TASK DESCRIPTION:
When the word "building" shows up in a line of the records below, copy that line.
_ _ _ _ _
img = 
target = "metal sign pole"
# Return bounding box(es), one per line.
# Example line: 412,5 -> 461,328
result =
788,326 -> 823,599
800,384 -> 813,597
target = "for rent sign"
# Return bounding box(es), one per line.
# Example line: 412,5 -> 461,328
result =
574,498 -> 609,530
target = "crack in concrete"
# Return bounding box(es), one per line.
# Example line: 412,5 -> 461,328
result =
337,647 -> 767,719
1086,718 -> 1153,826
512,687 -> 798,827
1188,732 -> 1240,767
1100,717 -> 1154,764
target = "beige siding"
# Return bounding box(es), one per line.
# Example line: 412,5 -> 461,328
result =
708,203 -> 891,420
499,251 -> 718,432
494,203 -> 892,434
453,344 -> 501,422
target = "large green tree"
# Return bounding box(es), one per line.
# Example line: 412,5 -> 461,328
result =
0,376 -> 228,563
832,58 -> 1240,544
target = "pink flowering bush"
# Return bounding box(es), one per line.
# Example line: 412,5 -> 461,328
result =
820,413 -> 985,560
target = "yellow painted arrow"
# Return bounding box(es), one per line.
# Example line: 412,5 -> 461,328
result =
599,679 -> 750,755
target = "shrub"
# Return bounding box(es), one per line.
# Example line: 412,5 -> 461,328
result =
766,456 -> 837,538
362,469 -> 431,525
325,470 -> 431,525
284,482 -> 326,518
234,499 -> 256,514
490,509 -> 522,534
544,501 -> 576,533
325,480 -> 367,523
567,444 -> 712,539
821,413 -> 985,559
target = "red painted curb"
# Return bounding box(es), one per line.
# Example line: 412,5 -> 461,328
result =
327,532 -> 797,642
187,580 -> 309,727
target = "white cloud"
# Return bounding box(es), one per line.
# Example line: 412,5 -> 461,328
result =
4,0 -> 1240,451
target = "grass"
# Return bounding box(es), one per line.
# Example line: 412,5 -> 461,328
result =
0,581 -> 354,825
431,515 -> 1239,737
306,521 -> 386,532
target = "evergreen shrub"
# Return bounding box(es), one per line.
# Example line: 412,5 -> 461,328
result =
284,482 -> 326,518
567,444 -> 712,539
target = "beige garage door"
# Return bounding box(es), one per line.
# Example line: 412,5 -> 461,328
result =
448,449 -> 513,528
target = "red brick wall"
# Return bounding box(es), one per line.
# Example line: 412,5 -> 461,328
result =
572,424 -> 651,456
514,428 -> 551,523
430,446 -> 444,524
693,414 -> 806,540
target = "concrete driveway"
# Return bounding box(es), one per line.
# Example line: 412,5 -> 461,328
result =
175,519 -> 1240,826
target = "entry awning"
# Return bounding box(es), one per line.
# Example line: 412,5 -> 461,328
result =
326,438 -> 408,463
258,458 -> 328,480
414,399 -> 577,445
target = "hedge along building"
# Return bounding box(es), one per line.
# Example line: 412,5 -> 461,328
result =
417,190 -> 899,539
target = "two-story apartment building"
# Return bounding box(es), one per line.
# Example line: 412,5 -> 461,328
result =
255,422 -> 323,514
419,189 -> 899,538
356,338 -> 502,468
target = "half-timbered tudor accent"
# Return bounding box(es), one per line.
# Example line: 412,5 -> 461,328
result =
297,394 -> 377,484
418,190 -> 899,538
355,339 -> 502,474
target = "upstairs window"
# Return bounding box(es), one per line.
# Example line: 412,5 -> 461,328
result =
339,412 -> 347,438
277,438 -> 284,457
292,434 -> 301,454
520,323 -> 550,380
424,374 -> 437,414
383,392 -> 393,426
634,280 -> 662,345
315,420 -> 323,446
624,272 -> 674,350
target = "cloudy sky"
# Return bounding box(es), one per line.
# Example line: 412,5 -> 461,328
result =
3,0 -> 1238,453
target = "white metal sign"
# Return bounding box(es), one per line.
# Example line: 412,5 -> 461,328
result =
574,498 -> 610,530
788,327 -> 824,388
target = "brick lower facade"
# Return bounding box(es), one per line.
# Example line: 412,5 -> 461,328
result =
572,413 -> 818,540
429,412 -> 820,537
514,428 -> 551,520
_ _ _ _ _
TASK ANSWER:
target = "hedge along building"
target = "two-story apartment building"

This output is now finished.